__Work order__:
Report, as a single number, how many lines of the records contain the word "below".
BEGIN Source records
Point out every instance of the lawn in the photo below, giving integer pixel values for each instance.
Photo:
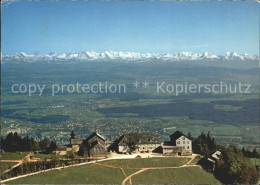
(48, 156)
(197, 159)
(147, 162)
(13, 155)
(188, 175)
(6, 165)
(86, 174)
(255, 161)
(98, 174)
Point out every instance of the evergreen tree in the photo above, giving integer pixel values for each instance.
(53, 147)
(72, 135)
END Source records
BEGIN Source records
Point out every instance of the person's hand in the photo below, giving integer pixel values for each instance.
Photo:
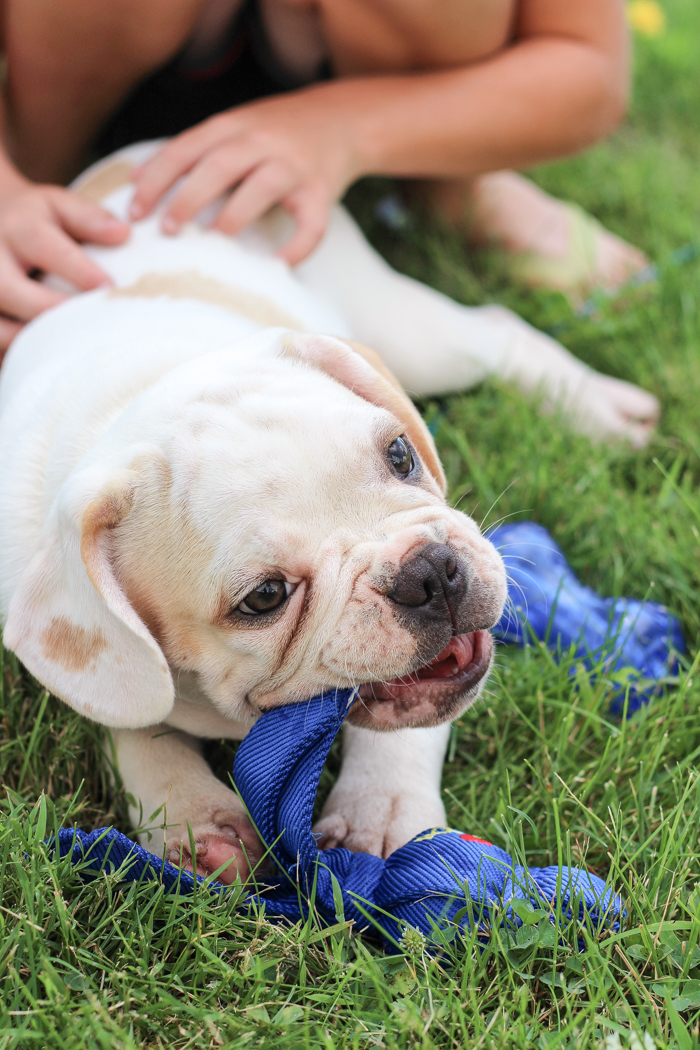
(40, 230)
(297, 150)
END Source records
__Solution for this problem__:
2